**Text excerpt**
--- Start ---

First off, I find a ceramic steel to be the finest maintenance tool for a good knife, bar none. I'll qualify that by saying I haven't yet purchased the new glass "steel" from JapaneseKnifeSharpening.com; it may be superior. But I can list more than a few professional sharpeners who extoll the virtues of a smooth ceramic. If you've properly sharpened your knife a ceramic should bring back the edge ten or more times before it needs to be re-sharpened. Unless the Global Ceramic is unusually coarse (which it could be, I don't know) then it should work well. But you can get a great ceramic from Idahone or DMT for much less.

--- End ---

**Given exercise 1**
Tally the lines in the listing that contain the string "provide", treating case as significant, and give only the number.
The text and the listing have no connection to each other.

**Records supplied**
--- Start ---

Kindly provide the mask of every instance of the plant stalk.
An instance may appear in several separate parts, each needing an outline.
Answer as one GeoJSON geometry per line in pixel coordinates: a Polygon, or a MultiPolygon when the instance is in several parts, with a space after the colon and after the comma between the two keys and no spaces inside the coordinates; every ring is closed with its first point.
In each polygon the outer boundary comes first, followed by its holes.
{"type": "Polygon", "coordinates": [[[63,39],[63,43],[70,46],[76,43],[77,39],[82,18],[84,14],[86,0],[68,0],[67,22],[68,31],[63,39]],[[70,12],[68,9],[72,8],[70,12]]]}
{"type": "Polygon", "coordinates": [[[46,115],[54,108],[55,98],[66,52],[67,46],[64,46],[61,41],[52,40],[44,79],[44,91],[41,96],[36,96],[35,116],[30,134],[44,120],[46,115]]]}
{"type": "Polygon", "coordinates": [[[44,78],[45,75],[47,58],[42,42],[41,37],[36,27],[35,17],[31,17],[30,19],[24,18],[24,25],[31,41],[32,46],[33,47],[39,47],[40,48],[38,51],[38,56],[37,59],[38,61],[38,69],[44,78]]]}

--- End ---
--- Start ---

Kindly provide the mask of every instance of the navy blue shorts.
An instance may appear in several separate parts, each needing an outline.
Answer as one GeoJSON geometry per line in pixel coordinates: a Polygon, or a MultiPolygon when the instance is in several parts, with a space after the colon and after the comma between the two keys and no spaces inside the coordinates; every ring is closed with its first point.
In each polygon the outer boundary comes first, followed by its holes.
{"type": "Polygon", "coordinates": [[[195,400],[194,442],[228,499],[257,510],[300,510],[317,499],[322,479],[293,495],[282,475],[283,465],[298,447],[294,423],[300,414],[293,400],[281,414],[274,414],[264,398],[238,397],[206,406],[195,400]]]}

--- End ---

**Given exercise 2**
Decide whether each statement agrees with the post on ceramic knife steels, answering yes or no and quoting the words of the post that settle it: (a) The writer has already bought the glass steel from JapaneseKnifeSharpening.com. (b) A properly sharpened knife can have its edge restored by a ceramic ten or more times before it needs re-sharpening. (c) Ceramics from Idahone or DMT cost more than the Global Ceramic.

**Full response 1**
2

**Full response 2**
(a) No: "I haven't yet purchased the new glass"
(b) Yes: "a ceramic should bring back the edge ten or more times before it needs to be re-sharpened"
(c) No: "you can get a great ceramic from Idahone or DMT for much less"